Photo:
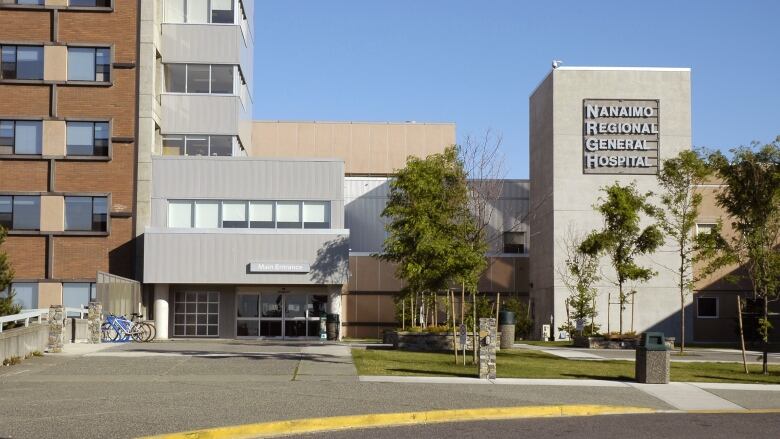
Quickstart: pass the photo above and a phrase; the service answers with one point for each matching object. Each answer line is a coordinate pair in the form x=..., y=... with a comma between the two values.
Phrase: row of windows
x=74, y=294
x=23, y=212
x=26, y=137
x=213, y=214
x=199, y=78
x=80, y=3
x=84, y=63
x=199, y=11
x=198, y=145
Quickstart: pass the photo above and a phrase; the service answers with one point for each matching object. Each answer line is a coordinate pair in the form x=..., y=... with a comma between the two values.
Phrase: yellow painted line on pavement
x=313, y=425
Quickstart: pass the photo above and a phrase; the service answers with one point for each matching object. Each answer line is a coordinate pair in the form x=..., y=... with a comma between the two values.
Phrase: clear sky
x=476, y=62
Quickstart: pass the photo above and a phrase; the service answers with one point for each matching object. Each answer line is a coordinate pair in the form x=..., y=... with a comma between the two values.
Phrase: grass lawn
x=535, y=364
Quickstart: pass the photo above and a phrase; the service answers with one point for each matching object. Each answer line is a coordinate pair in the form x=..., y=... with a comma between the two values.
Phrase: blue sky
x=476, y=62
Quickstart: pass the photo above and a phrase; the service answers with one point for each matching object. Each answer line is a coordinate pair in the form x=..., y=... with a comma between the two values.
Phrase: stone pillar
x=94, y=320
x=56, y=328
x=487, y=348
x=161, y=297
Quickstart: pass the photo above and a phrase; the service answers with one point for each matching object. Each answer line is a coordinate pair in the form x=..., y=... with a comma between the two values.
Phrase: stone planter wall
x=421, y=341
x=602, y=343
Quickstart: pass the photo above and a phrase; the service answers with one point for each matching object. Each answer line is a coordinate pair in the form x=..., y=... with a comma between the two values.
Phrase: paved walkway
x=697, y=355
x=142, y=389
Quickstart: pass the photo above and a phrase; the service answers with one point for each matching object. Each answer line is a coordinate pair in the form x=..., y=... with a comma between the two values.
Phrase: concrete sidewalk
x=145, y=389
x=696, y=355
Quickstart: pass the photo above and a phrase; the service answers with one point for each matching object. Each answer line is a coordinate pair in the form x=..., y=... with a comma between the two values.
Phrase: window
x=705, y=228
x=707, y=307
x=234, y=214
x=288, y=215
x=180, y=214
x=196, y=313
x=207, y=214
x=230, y=214
x=87, y=138
x=86, y=214
x=316, y=215
x=25, y=294
x=21, y=62
x=199, y=78
x=514, y=242
x=20, y=212
x=89, y=64
x=21, y=136
x=261, y=215
x=77, y=294
x=91, y=3
x=199, y=11
x=195, y=145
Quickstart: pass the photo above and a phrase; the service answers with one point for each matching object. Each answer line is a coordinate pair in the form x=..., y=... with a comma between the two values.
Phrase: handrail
x=28, y=314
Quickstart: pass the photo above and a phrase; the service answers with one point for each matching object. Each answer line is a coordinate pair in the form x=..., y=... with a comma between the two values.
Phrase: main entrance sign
x=277, y=267
x=620, y=136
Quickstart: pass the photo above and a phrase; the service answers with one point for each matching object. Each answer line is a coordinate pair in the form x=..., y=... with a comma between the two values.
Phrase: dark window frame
x=102, y=218
x=106, y=147
x=108, y=75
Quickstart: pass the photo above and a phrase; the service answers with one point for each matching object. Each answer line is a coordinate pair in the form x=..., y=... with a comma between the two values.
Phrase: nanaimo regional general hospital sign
x=620, y=136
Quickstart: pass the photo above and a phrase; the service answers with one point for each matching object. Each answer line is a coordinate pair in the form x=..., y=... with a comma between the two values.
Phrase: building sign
x=620, y=136
x=278, y=267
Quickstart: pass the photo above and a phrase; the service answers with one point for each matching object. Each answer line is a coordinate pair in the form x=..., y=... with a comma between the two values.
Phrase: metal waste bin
x=332, y=323
x=652, y=359
x=506, y=326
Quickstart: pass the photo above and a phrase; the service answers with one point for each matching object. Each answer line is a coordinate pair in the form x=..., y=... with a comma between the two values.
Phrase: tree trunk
x=620, y=306
x=766, y=334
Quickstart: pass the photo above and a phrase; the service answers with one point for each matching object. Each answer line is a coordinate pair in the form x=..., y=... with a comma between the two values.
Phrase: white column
x=161, y=297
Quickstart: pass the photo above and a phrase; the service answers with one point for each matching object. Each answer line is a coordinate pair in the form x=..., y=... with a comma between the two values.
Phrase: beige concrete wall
x=573, y=193
x=366, y=148
x=54, y=138
x=52, y=213
x=55, y=63
x=49, y=293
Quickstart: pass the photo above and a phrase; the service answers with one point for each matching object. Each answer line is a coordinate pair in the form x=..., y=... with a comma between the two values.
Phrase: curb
x=314, y=425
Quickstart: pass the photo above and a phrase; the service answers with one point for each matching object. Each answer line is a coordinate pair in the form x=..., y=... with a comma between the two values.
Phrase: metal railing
x=28, y=314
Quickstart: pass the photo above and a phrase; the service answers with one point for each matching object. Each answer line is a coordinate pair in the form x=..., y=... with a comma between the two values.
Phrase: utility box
x=653, y=361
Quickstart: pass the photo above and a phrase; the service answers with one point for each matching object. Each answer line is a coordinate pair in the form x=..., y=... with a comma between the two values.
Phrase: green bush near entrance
x=535, y=364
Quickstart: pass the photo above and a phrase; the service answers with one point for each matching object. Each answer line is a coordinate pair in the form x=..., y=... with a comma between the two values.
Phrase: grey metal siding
x=222, y=256
x=200, y=114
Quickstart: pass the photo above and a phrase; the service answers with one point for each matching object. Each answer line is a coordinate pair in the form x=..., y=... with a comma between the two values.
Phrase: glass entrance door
x=279, y=315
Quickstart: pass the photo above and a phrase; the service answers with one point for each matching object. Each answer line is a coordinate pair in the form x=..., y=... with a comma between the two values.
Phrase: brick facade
x=76, y=256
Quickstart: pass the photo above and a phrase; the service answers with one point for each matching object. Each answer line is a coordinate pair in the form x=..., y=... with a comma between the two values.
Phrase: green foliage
x=622, y=239
x=523, y=322
x=678, y=179
x=751, y=198
x=7, y=306
x=428, y=222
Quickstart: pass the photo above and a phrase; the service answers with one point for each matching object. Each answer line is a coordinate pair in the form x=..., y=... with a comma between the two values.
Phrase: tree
x=7, y=305
x=622, y=238
x=579, y=272
x=428, y=217
x=678, y=179
x=751, y=197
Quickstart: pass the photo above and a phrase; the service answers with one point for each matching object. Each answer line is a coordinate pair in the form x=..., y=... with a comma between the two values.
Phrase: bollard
x=487, y=348
x=94, y=319
x=56, y=328
x=652, y=359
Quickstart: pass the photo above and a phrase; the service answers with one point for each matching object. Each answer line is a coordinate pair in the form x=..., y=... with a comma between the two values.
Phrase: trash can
x=652, y=359
x=506, y=326
x=332, y=323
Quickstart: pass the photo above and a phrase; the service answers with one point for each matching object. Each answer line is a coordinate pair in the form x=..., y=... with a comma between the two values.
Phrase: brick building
x=68, y=112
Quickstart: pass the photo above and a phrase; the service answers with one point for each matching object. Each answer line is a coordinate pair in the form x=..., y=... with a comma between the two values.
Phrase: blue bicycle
x=120, y=329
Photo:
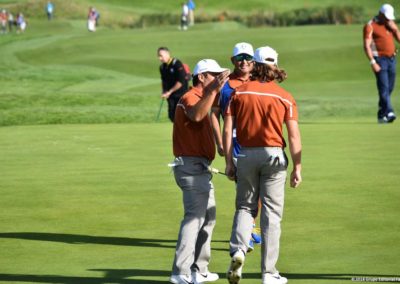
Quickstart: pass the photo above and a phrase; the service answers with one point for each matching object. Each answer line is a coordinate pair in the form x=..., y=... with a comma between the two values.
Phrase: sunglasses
x=243, y=56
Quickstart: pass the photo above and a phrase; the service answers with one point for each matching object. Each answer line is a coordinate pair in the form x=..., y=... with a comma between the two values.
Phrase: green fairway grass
x=98, y=204
x=66, y=75
x=85, y=192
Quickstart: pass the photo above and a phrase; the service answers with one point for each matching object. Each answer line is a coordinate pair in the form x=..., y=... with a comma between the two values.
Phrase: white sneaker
x=391, y=117
x=273, y=278
x=234, y=273
x=383, y=120
x=199, y=278
x=181, y=279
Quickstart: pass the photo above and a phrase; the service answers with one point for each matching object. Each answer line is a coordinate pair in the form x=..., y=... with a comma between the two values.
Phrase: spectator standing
x=3, y=21
x=191, y=5
x=11, y=21
x=184, y=16
x=49, y=10
x=379, y=46
x=173, y=79
x=194, y=150
x=259, y=109
x=21, y=23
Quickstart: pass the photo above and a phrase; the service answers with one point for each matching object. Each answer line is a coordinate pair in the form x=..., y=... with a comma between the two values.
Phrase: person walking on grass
x=379, y=46
x=259, y=109
x=184, y=16
x=194, y=150
x=173, y=79
x=242, y=59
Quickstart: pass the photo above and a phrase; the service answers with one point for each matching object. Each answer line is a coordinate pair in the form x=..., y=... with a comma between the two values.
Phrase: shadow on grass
x=85, y=239
x=120, y=275
x=71, y=279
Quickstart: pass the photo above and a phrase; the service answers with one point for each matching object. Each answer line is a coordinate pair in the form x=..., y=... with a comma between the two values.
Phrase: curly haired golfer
x=259, y=109
x=194, y=150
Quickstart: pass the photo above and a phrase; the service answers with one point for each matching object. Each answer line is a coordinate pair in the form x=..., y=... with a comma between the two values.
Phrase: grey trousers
x=193, y=249
x=261, y=174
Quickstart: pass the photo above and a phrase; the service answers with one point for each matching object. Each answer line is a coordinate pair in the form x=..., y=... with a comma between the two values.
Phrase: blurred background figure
x=191, y=5
x=380, y=34
x=92, y=19
x=184, y=16
x=173, y=79
x=49, y=10
x=97, y=16
x=21, y=23
x=3, y=21
x=11, y=21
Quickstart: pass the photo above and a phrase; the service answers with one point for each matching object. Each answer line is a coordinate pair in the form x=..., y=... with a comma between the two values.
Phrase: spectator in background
x=379, y=46
x=92, y=19
x=49, y=10
x=3, y=21
x=184, y=16
x=97, y=16
x=191, y=5
x=11, y=21
x=173, y=79
x=21, y=23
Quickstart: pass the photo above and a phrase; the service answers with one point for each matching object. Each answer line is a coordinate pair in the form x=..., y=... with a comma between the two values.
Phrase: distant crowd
x=10, y=23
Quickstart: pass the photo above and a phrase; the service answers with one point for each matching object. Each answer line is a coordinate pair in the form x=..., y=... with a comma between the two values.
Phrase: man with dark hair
x=173, y=79
x=258, y=109
x=379, y=46
x=194, y=150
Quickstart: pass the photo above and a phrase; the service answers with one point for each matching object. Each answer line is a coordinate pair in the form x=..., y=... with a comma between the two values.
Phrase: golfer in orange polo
x=194, y=150
x=259, y=109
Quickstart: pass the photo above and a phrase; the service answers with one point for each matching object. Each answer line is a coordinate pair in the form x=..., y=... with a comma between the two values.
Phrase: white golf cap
x=207, y=65
x=266, y=55
x=388, y=11
x=243, y=47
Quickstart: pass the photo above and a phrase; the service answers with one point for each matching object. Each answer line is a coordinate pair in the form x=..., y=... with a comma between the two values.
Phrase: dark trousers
x=172, y=102
x=385, y=80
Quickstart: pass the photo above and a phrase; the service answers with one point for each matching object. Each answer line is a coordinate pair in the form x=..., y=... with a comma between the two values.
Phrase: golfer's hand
x=220, y=80
x=230, y=171
x=392, y=26
x=295, y=178
x=376, y=67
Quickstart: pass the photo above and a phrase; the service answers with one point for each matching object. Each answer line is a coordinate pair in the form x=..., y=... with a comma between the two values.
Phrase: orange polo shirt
x=192, y=138
x=382, y=38
x=260, y=110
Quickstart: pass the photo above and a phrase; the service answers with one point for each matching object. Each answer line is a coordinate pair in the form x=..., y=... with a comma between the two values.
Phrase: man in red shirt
x=379, y=46
x=259, y=109
x=194, y=150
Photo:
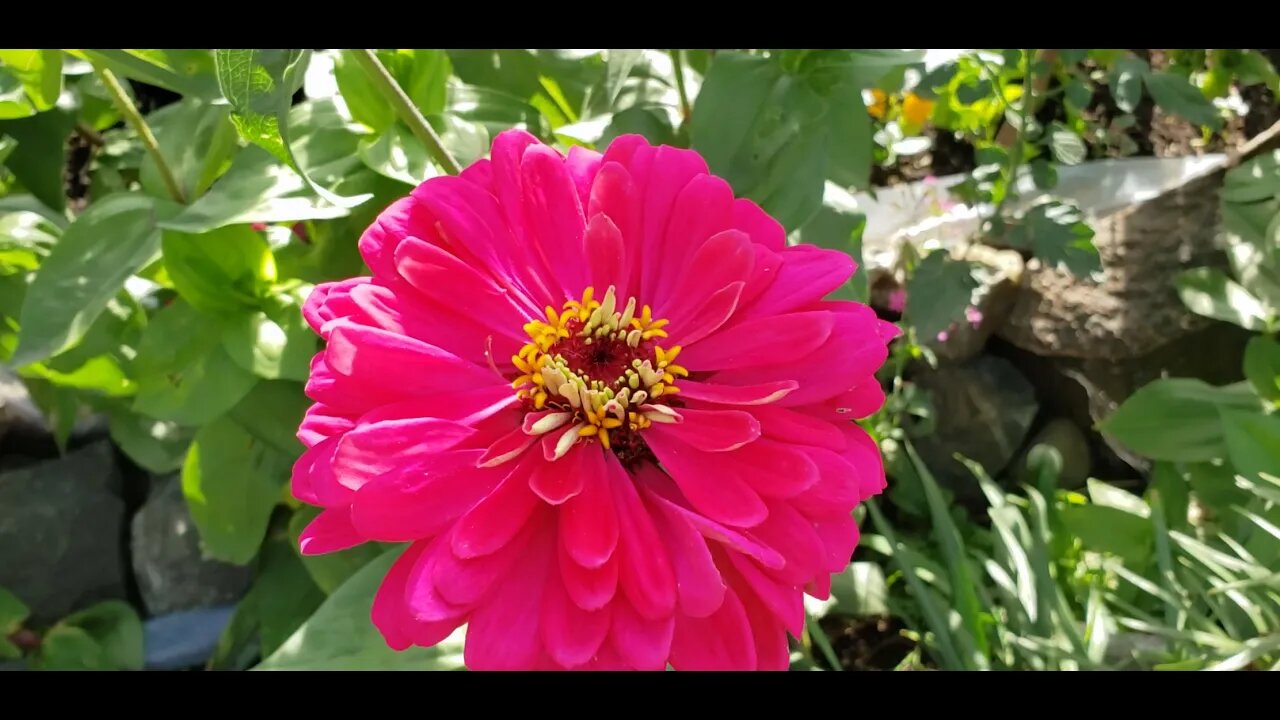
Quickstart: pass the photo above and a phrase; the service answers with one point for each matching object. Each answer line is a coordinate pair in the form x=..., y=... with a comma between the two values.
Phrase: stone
x=999, y=273
x=1088, y=391
x=62, y=529
x=982, y=410
x=1073, y=447
x=1132, y=306
x=169, y=566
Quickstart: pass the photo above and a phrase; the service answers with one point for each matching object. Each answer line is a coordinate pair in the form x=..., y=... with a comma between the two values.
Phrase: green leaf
x=40, y=73
x=232, y=481
x=286, y=595
x=332, y=569
x=1175, y=94
x=99, y=251
x=775, y=153
x=1262, y=367
x=1207, y=291
x=115, y=628
x=1068, y=147
x=272, y=413
x=40, y=139
x=259, y=188
x=222, y=272
x=1252, y=442
x=860, y=591
x=850, y=137
x=1110, y=529
x=13, y=611
x=183, y=373
x=341, y=637
x=196, y=140
x=839, y=226
x=1057, y=235
x=1127, y=82
x=69, y=648
x=260, y=86
x=274, y=346
x=26, y=238
x=938, y=292
x=397, y=154
x=1176, y=419
x=186, y=72
x=158, y=446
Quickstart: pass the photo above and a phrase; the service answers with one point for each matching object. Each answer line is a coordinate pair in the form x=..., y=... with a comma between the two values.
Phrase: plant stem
x=677, y=59
x=149, y=140
x=406, y=109
x=1015, y=153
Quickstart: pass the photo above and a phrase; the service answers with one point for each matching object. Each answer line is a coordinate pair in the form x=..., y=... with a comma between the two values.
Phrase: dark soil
x=868, y=643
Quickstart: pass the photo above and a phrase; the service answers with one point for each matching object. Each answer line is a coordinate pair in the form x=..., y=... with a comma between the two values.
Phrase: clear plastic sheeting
x=924, y=214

______

Starting at the line that contains "Phrase: dark soil", quote each remaining line of the entries above, unchanged.

Phrase: dark soil
x=868, y=643
Quickstart: pass the photo above and a phrase; the service answers with one point for each matching object. Each answer line is a coordinate pair in the form x=..., y=... with a comma between the two values.
Phrase: clear plastic sheeting
x=924, y=214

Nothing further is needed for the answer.